(Position identification records)
-- Begin --
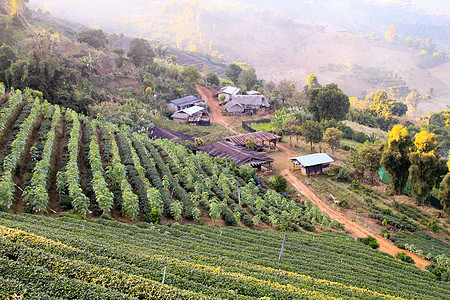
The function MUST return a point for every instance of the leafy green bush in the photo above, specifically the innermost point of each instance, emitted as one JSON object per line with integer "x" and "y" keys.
{"x": 370, "y": 241}
{"x": 405, "y": 257}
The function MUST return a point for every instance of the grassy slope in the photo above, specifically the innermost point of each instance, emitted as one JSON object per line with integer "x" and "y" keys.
{"x": 227, "y": 263}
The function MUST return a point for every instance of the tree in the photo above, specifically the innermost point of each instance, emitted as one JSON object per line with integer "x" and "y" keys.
{"x": 369, "y": 156}
{"x": 233, "y": 71}
{"x": 391, "y": 34}
{"x": 278, "y": 182}
{"x": 328, "y": 103}
{"x": 332, "y": 137}
{"x": 312, "y": 83}
{"x": 395, "y": 157}
{"x": 250, "y": 143}
{"x": 7, "y": 57}
{"x": 140, "y": 52}
{"x": 190, "y": 74}
{"x": 312, "y": 132}
{"x": 93, "y": 37}
{"x": 425, "y": 166}
{"x": 248, "y": 78}
{"x": 212, "y": 79}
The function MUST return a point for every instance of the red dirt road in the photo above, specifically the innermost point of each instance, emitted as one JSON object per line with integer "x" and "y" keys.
{"x": 353, "y": 228}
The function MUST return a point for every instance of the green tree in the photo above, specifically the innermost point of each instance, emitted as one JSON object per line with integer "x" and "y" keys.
{"x": 279, "y": 183}
{"x": 212, "y": 79}
{"x": 425, "y": 165}
{"x": 190, "y": 74}
{"x": 93, "y": 37}
{"x": 312, "y": 132}
{"x": 140, "y": 52}
{"x": 332, "y": 136}
{"x": 233, "y": 71}
{"x": 395, "y": 157}
{"x": 312, "y": 83}
{"x": 328, "y": 103}
{"x": 248, "y": 78}
{"x": 391, "y": 34}
{"x": 17, "y": 74}
{"x": 7, "y": 57}
{"x": 369, "y": 156}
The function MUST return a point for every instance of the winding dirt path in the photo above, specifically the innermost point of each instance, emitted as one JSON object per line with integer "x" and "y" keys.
{"x": 353, "y": 228}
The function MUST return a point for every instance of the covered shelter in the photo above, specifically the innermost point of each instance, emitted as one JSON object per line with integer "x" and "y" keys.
{"x": 228, "y": 91}
{"x": 312, "y": 164}
{"x": 185, "y": 102}
{"x": 165, "y": 133}
{"x": 262, "y": 139}
{"x": 192, "y": 115}
{"x": 240, "y": 155}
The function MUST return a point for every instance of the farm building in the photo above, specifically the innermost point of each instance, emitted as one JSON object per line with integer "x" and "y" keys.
{"x": 312, "y": 164}
{"x": 185, "y": 102}
{"x": 164, "y": 133}
{"x": 192, "y": 115}
{"x": 240, "y": 155}
{"x": 247, "y": 104}
{"x": 228, "y": 91}
{"x": 260, "y": 137}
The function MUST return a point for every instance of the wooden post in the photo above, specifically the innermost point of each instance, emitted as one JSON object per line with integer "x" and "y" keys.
{"x": 164, "y": 276}
{"x": 282, "y": 247}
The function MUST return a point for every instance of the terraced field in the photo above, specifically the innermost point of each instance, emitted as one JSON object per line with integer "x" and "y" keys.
{"x": 42, "y": 258}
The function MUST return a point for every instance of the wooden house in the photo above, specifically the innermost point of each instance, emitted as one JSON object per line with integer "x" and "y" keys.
{"x": 249, "y": 104}
{"x": 312, "y": 164}
{"x": 183, "y": 103}
{"x": 240, "y": 155}
{"x": 192, "y": 115}
{"x": 228, "y": 91}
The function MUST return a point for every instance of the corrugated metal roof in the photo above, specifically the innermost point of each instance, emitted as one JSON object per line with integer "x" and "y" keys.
{"x": 238, "y": 154}
{"x": 313, "y": 159}
{"x": 185, "y": 100}
{"x": 164, "y": 133}
{"x": 258, "y": 100}
{"x": 231, "y": 90}
{"x": 259, "y": 137}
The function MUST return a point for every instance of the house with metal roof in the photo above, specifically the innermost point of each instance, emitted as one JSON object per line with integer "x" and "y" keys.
{"x": 165, "y": 133}
{"x": 228, "y": 91}
{"x": 239, "y": 154}
{"x": 192, "y": 115}
{"x": 249, "y": 104}
{"x": 260, "y": 138}
{"x": 185, "y": 102}
{"x": 312, "y": 164}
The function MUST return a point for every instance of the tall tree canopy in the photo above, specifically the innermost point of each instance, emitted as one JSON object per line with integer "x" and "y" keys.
{"x": 93, "y": 37}
{"x": 395, "y": 157}
{"x": 328, "y": 103}
{"x": 425, "y": 166}
{"x": 140, "y": 52}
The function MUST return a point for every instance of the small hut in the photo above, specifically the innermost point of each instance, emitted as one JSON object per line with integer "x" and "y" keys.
{"x": 312, "y": 164}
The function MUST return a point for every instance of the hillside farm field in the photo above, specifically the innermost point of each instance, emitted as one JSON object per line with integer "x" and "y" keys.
{"x": 104, "y": 259}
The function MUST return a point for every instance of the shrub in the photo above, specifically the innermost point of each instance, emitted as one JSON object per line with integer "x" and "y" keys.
{"x": 279, "y": 183}
{"x": 154, "y": 216}
{"x": 370, "y": 241}
{"x": 405, "y": 257}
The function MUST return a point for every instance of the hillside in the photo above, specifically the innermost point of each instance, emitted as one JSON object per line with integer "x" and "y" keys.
{"x": 293, "y": 39}
{"x": 104, "y": 259}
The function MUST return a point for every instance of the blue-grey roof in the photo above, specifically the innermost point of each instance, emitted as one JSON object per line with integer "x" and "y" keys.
{"x": 186, "y": 100}
{"x": 313, "y": 159}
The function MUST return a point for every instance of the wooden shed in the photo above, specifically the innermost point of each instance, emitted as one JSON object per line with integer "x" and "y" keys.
{"x": 312, "y": 164}
{"x": 239, "y": 154}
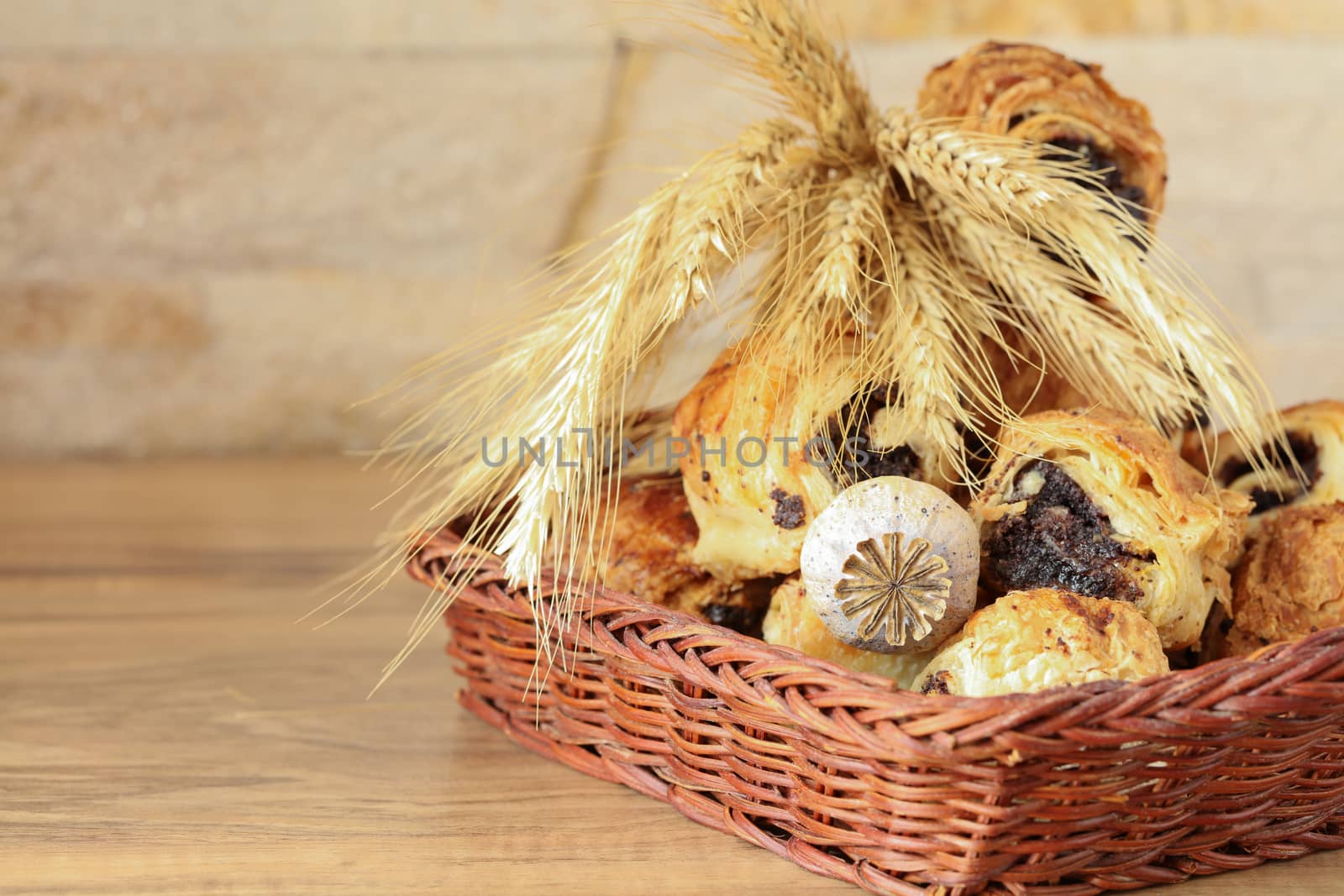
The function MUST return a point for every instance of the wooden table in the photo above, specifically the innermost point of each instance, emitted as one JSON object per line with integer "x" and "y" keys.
{"x": 167, "y": 727}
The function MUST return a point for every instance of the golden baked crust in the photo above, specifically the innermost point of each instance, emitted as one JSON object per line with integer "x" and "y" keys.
{"x": 1290, "y": 582}
{"x": 1042, "y": 638}
{"x": 1316, "y": 443}
{"x": 1099, "y": 503}
{"x": 754, "y": 515}
{"x": 1038, "y": 94}
{"x": 793, "y": 624}
{"x": 649, "y": 543}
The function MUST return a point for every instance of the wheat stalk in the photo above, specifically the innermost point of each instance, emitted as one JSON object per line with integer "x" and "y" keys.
{"x": 1005, "y": 184}
{"x": 784, "y": 46}
{"x": 1082, "y": 343}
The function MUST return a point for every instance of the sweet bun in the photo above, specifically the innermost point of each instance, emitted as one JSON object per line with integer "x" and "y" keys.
{"x": 1042, "y": 638}
{"x": 1290, "y": 582}
{"x": 792, "y": 622}
{"x": 1100, "y": 504}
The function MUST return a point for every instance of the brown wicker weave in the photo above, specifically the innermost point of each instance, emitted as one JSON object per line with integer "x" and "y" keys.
{"x": 1075, "y": 790}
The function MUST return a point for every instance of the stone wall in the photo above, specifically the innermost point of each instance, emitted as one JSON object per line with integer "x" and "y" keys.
{"x": 225, "y": 221}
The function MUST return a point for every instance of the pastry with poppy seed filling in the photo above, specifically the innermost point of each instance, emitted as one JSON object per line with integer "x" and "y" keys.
{"x": 1043, "y": 638}
{"x": 1315, "y": 448}
{"x": 757, "y": 472}
{"x": 1032, "y": 93}
{"x": 792, "y": 622}
{"x": 649, "y": 537}
{"x": 1100, "y": 504}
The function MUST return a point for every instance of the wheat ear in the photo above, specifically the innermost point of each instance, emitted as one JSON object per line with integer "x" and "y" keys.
{"x": 1097, "y": 355}
{"x": 1005, "y": 184}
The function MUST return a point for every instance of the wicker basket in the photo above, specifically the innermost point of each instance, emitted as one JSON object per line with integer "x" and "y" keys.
{"x": 1074, "y": 790}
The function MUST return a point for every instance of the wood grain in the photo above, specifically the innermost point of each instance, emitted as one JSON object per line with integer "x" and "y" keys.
{"x": 165, "y": 727}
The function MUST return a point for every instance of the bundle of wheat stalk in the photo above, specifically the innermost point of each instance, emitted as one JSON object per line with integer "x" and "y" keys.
{"x": 916, "y": 244}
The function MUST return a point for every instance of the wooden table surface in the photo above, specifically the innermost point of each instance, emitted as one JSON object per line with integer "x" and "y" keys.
{"x": 167, "y": 727}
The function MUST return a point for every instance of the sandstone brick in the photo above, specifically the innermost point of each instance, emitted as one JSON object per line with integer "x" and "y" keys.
{"x": 308, "y": 226}
{"x": 304, "y": 24}
{"x": 51, "y": 315}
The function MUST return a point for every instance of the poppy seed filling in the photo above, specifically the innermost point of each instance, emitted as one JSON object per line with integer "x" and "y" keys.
{"x": 1104, "y": 165}
{"x": 862, "y": 458}
{"x": 1062, "y": 539}
{"x": 1301, "y": 450}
-- End --
**TASK STATEMENT**
Write out, word for word, the line containing "the wheat ear" and every line after it to the end of the data above.

**COMPLETED TASK**
The function MUST return a point for every instance of the wheat ear in the photo above, specifically the innermost point of each instance, emitted as one JSON object per line with integer "x" and "y" keys.
{"x": 1097, "y": 355}
{"x": 1005, "y": 184}
The function MUST return a point for every instance of the wicker basket in the photo above, specifically the innermost point of each instance, emitted as one JSON object per line with integer "x" and "y" keys.
{"x": 1074, "y": 790}
The function MUST return a point for every instance of the wood grain in the photo above, specifically the innermost point of each instance, emitted as one JSON object per line with integer "x" and "y" keys.
{"x": 165, "y": 727}
The function MUST return a point for every instance of the bundle of wheat stalk in the photo above, specifically the innermost point of each instance, emitted as one JSON object per line with integer "x" and "y" keys.
{"x": 916, "y": 244}
The function MUST return a point for every instance of the wooden table surface in the photo above, specifically the innermost point of each instance, emitted as one JSON object per line with integer "x" and "y" keys.
{"x": 167, "y": 727}
The function MUST return a point for every instance of the sandstone brick in the photo above, specifically the innermost point of each instance, emitted as one JSON object per line with integer "x" and "y" keys.
{"x": 308, "y": 226}
{"x": 304, "y": 24}
{"x": 51, "y": 315}
The function MUST return a point for every instance of the poppy seed filling in the photo above, specifically the innermost point of each instance, emitted as one JSON object per line with integer "x" and "y" keys.
{"x": 1104, "y": 165}
{"x": 862, "y": 458}
{"x": 1062, "y": 539}
{"x": 1301, "y": 450}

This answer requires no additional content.